A nurse who had treated a missionary infected with the Ebola virus at a Madrid hospital was just diagnosed with the illness herself, Spain’s health ministry declared on Monday.
The Spanish nurse was part of Madrid’s Carlos III hospital medical team and treated Manuel Garcia Viejo, a missionary who had aided patients in Sierra Leone and had been repatriated but died on Sept. 25th.
In a televised news conference, Ana Mato, Spain’s health minister, told reporters that the nurse had received positive results for Ebola in two separate tests and that all 30 health workers who had been on Viejo’s case were currently undergoing tests to determine whether someone else had contracted the virus. Mato did not reveal the nurse’s identity.
The hospital was selected and prepared to treat another Ebola patient, a Spanish priest working in West Africa, however, five days after entering the hospital’s special unit, the priest, August Miguel Pajares , died.

○ ○ ○ ○

TASK ITEM
According to the Ebola news passage, how many health workers who had been on Viejo's case were undergoing tests?

DATA BLOCK

○ ○ ○ ○

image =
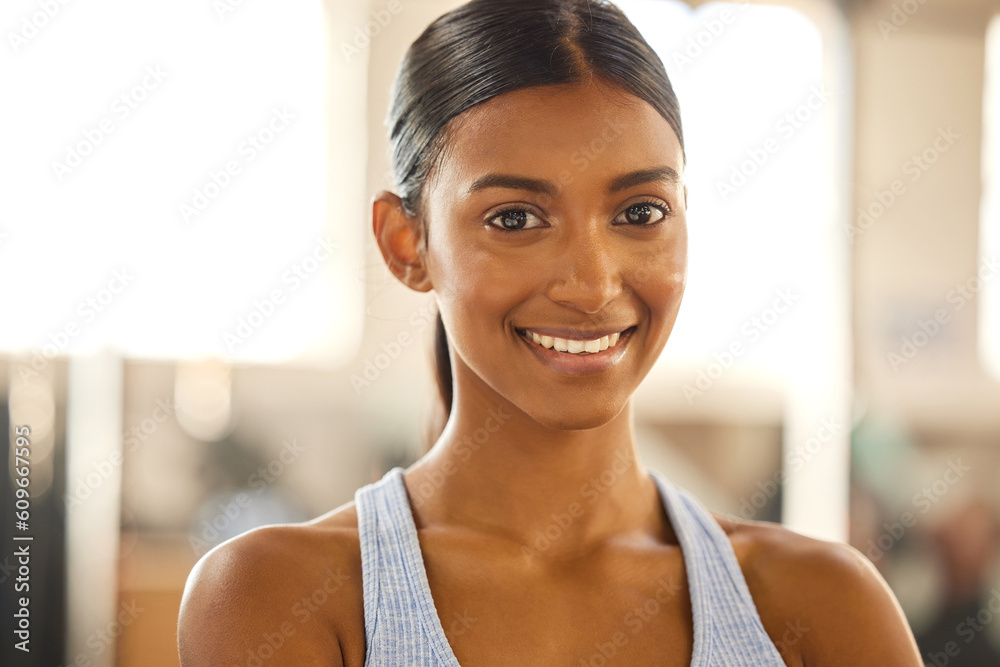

○ ○ ○ ○

ANSWER TO THIS TASK
All 30 of them